_RECORDS PROVIDED_.
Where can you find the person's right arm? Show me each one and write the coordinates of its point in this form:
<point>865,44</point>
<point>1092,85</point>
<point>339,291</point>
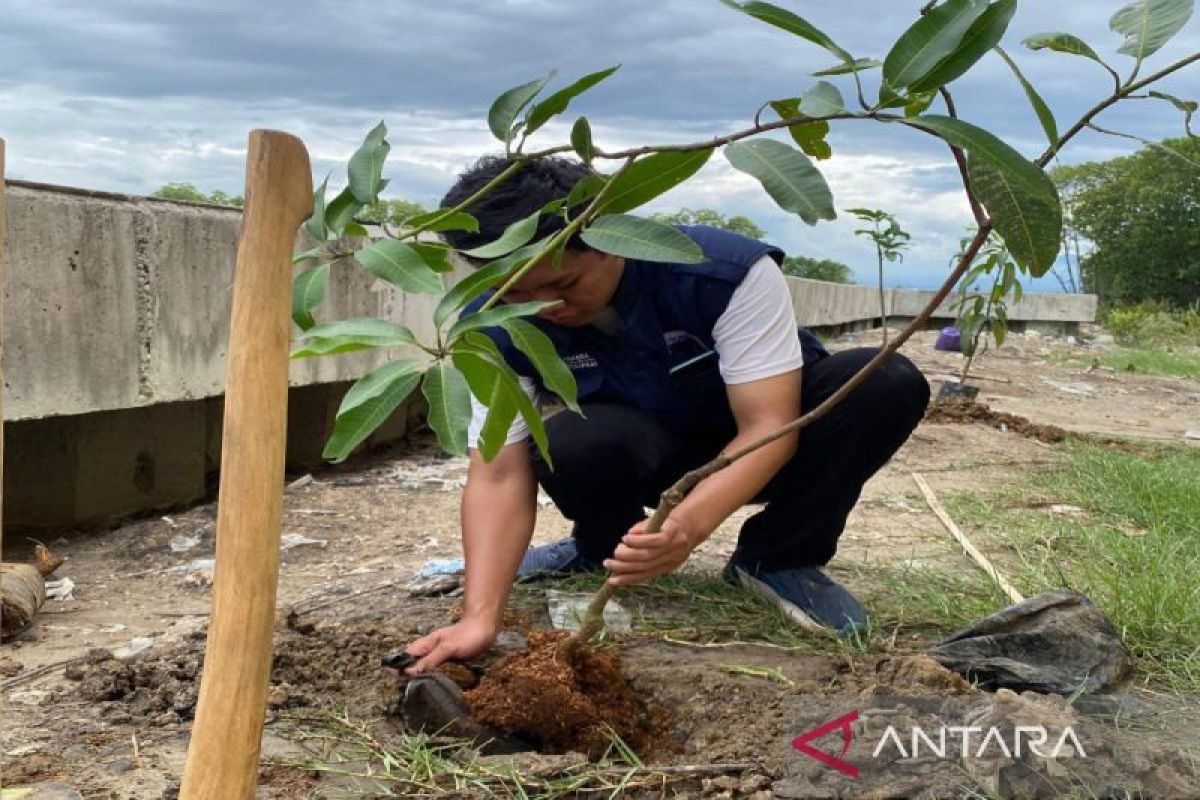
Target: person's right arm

---

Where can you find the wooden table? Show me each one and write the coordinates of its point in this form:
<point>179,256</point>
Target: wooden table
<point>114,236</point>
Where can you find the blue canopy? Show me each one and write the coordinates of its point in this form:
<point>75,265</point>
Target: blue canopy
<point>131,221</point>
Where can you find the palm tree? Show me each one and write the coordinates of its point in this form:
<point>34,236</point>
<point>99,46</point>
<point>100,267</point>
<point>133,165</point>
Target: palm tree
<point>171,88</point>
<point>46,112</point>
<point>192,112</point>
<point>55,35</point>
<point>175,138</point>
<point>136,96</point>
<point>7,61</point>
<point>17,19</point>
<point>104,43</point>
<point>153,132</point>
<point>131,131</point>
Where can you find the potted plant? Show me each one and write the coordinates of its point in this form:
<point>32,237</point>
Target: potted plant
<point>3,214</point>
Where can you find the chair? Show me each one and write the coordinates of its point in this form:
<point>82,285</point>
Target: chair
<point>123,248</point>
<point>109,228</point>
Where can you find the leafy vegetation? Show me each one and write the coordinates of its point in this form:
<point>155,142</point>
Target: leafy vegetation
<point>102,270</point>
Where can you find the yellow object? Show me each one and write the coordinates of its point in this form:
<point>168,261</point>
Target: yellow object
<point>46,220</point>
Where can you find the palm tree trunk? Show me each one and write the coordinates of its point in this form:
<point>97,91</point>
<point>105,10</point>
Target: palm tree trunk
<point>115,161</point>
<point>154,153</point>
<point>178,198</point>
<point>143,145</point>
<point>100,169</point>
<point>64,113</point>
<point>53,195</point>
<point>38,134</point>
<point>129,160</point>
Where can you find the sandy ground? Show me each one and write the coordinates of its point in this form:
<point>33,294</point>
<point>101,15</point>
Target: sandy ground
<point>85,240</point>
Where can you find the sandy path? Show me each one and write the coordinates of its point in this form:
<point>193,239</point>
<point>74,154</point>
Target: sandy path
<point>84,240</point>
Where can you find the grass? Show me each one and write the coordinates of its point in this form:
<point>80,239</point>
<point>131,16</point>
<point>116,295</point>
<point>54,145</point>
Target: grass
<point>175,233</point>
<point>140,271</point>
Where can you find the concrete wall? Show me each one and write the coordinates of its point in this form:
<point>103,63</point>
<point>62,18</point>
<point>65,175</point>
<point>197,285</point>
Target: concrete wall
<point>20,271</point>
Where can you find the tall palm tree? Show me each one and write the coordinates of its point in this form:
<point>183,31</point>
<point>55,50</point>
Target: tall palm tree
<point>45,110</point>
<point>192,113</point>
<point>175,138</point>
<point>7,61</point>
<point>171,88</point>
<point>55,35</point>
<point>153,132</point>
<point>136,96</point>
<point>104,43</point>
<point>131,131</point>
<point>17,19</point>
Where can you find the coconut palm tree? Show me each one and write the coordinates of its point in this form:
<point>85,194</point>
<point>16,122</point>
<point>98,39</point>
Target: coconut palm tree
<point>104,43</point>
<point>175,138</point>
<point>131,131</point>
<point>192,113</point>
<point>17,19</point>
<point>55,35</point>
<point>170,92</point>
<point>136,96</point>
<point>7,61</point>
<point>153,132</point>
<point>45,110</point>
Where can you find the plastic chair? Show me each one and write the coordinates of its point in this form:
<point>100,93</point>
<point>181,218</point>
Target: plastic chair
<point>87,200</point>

* * *

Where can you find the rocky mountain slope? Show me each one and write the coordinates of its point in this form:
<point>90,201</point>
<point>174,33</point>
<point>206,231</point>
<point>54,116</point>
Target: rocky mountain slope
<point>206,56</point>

_WHAT YOU NEED TO DO_.
From the data above, output only the lines between the line containing "<point>133,165</point>" and the line containing "<point>105,10</point>", inclusive, exactly as written.

_RESPONSE AREA_.
<point>133,165</point>
Target: palm tree
<point>171,88</point>
<point>46,112</point>
<point>192,112</point>
<point>55,35</point>
<point>175,138</point>
<point>136,96</point>
<point>7,61</point>
<point>17,19</point>
<point>104,43</point>
<point>153,132</point>
<point>131,131</point>
Where can you find the potted plant? Show me each one and write the coordinates of its point in this form:
<point>32,237</point>
Target: potted plant
<point>3,214</point>
Where can you find the chair? Show me each one and write the coordinates of its point in this form:
<point>82,285</point>
Target: chair
<point>123,248</point>
<point>109,228</point>
Where can you find the leafy vegetation? Show me each one and write the coordinates of its point in this form:
<point>155,142</point>
Target: leafy vegetation
<point>102,270</point>
Where can you find the yellow object? Show me each one and write the coordinates of its point in this form:
<point>168,261</point>
Target: yellow object
<point>46,220</point>
Where can you find the palm tree trunk? Show me each one and write the coordinates of its point in this form:
<point>97,91</point>
<point>105,10</point>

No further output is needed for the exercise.